■ TASK TO COMPLETE:
Set down all of the data again, character for character.

■ EXCERPTED RECORDS:
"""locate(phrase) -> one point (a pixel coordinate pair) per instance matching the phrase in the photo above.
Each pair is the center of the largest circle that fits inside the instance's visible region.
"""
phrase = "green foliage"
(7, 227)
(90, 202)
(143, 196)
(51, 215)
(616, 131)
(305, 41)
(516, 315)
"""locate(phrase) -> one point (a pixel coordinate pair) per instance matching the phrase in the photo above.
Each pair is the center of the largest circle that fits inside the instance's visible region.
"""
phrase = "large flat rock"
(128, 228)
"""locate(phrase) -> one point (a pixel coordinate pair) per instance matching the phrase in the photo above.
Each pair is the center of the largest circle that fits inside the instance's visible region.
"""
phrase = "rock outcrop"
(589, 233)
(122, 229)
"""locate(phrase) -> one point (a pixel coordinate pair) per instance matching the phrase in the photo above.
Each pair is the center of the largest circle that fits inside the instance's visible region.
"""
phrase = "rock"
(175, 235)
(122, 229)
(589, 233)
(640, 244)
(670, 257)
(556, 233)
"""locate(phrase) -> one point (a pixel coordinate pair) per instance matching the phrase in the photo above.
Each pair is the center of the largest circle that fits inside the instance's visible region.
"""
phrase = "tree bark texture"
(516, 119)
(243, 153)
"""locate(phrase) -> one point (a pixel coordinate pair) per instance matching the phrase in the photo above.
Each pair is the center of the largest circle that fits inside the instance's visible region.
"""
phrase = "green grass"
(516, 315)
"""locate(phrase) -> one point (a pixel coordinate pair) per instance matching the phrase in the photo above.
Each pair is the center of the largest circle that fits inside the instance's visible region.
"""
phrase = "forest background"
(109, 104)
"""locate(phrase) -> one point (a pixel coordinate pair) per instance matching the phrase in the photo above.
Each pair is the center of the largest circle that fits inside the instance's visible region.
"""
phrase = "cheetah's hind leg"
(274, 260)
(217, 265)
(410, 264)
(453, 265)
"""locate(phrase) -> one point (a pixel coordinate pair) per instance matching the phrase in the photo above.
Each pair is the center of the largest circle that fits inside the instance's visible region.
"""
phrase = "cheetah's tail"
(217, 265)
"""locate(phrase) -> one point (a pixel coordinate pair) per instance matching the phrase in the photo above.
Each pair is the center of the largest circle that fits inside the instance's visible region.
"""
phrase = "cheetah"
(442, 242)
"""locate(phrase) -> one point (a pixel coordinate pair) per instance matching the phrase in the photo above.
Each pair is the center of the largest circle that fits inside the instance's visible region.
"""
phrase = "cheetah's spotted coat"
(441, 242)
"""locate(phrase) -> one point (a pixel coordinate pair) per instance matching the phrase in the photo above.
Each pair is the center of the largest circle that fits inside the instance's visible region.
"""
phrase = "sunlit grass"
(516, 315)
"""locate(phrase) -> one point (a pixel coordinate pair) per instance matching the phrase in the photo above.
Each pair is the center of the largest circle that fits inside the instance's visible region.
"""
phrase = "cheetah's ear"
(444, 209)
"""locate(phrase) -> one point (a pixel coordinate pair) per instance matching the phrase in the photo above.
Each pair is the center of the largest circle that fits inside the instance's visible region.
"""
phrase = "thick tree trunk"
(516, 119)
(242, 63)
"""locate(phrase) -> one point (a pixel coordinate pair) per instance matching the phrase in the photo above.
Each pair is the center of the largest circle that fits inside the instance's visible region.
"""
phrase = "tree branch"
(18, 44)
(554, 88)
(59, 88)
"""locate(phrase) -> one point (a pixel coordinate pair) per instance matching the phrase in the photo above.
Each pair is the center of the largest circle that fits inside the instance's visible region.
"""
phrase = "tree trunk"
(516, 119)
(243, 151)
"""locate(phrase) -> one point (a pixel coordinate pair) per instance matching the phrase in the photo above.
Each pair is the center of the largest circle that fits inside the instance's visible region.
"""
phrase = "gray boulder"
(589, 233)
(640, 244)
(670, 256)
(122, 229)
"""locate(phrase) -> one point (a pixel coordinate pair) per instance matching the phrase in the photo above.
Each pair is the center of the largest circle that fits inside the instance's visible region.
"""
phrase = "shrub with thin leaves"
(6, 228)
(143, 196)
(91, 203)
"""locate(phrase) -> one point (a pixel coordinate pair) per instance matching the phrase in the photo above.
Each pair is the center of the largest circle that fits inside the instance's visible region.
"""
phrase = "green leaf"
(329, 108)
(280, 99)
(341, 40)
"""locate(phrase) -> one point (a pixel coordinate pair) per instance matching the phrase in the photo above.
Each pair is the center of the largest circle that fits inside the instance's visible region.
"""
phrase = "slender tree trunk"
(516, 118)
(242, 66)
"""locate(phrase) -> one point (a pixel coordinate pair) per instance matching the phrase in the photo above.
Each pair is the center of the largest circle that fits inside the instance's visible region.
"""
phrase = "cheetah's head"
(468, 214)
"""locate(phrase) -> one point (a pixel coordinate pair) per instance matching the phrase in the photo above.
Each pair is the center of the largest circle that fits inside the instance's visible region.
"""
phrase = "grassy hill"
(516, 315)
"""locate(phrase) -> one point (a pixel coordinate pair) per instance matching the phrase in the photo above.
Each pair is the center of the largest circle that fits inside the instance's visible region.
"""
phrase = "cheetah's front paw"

■ SOLUTION FOR THIS PROBLEM:
"""locate(phrase) -> one point (a pixel coordinate pair) per instance matching the phrase in the photo above.
Each pair is the center of the largest circle that fits inside the instance's visible region.
"""
phrase = "green foliage"
(7, 227)
(90, 202)
(143, 196)
(51, 215)
(616, 131)
(305, 41)
(516, 315)
"""locate(phrase) -> one point (a pixel coordinate pair) per instance matching the phrase in the photo above.
Each pair is the center of the largest circle that fits inside the instance's visible region.
"""
phrase = "large flat rock"
(128, 228)
"""locate(phrase) -> one point (a pixel coordinate pair) per instance matching the phrase in the photo above.
Each pair is the center of the largest circle that fits inside the instance's visible region.
"""
phrase = "rock outcrop"
(589, 233)
(122, 229)
"""locate(phrase) -> one point (a pixel coordinate pair) per instance matching the phrase in the photo above.
Each pair is the center of the largest circle that fits inside the instance's visible region.
"""
phrase = "rock"
(175, 235)
(122, 229)
(589, 233)
(640, 244)
(670, 257)
(556, 233)
"""locate(phrase) -> one point (a pixel coordinate pair) per instance matching the phrase in the photo above.
Each pair is the center of the largest circle that fits inside the instance's visible region.
"""
phrase = "tree bark texture"
(516, 119)
(243, 153)
"""locate(phrase) -> one point (a pixel coordinate pair) per instance matching the phrase in the photo above.
Each pair is the center of the largest circle that fits inside the instance's visible region.
"""
phrase = "green grass"
(516, 315)
"""locate(phrase) -> one point (a pixel coordinate pair) per instance matching the phrase in the photo above.
Each pair is the center of the largest circle that fits inside the instance's visible region.
"""
phrase = "forest background"
(109, 104)
"""locate(phrase) -> one point (a pixel coordinate pair) per instance matching the phrase in the photo above.
Each pair is the center of the largest circle that fits inside the instance's visible region.
"""
phrase = "cheetah's hind leg"
(274, 260)
(217, 265)
(410, 264)
(453, 265)
"""locate(phrase) -> one point (a pixel coordinate pair) per instance matching the phrase in the photo above.
Each pair is the center of the largest circle that fits inside the instance's visible region.
"""
phrase = "cheetah's tail"
(217, 265)
"""locate(phrase) -> one point (a pixel coordinate pair) per instance matching the phrase in the photo above.
Each pair is the center of the largest circle that fits inside the instance's visible region.
"""
phrase = "cheetah"
(442, 242)
"""locate(phrase) -> one point (a pixel coordinate pair) per instance matching the phrase in the photo above.
Each pair is the center of the largest circle that fits inside the instance's visible region.
"""
phrase = "cheetah's spotted coat"
(441, 242)
"""locate(phrase) -> one point (a pixel coordinate pair) per instance matching the phrase in the photo above.
Each pair is the center of the largest circle that fits inside the instance's visible region.
"""
phrase = "sunlit grass"
(516, 315)
"""locate(phrase) -> one point (a pixel coordinate pair) per instance matching the phrase in the photo above.
Each pair is the center of the largest circle that fits inside the instance's visible region.
"""
phrase = "cheetah's ear"
(444, 209)
"""locate(phrase) -> one point (a pixel coordinate pair) per instance matching the phrase in the photo above.
Each pair is the center of the largest circle that fits inside the instance's visible region.
"""
phrase = "thick tree trunk"
(516, 119)
(242, 63)
"""locate(phrase) -> one point (a pixel coordinate pair) per instance matching the phrase in the photo above.
Each pair is the center of the largest circle that fits inside the instance's visible region.
"""
phrase = "tree branch"
(18, 44)
(554, 88)
(59, 88)
"""locate(phrase) -> one point (a pixel coordinate pair) per instance matching the phrase in the photo above.
Each pair is the center of the largest circle that fits inside the instance's visible region.
"""
phrase = "tree trunk"
(516, 119)
(243, 151)
"""locate(phrase) -> one point (a pixel coordinate pair) per instance matching the phrase in the photo above.
Each pair is the center of the largest circle that fits inside the instance's visible region.
"""
phrase = "gray boulder"
(589, 233)
(640, 244)
(670, 256)
(122, 229)
"""locate(phrase) -> one point (a pixel coordinate pair) per instance matching the phrase in the photo above.
Each pair is the center of the largest circle that fits inside the instance's visible region.
"""
phrase = "shrub with thin leaves"
(6, 228)
(143, 196)
(91, 203)
"""locate(phrase) -> one point (a pixel coordinate pair) per instance matching the phrase in the photo above.
Each pair is the center of the largest circle that fits inside the instance's visible region.
"""
phrase = "green leaf"
(329, 108)
(280, 99)
(341, 40)
"""locate(phrase) -> one point (a pixel coordinate pair) per instance matching the phrase in the photo above.
Each pair is the center of the largest circle that fits inside the instance's visible region.
"""
phrase = "slender tree trunk"
(516, 118)
(242, 66)
"""locate(phrase) -> one point (a pixel coordinate pair) per instance matching the phrase in the photo above.
Each pair is the center of the largest circle that fits inside the instance's visible region.
"""
phrase = "cheetah's head"
(468, 214)
"""locate(phrase) -> one point (a pixel coordinate pair) per instance matching the phrase in the photo above.
Each pair is the center of the largest circle that fits inside the instance's visible region.
"""
phrase = "grassy hill"
(516, 315)
"""locate(phrase) -> one point (a pixel coordinate pair) per instance matching the phrase in the photo above.
Each pair is the center of the largest circle that fits inside the instance's visible region.
"""
phrase = "cheetah's front paw"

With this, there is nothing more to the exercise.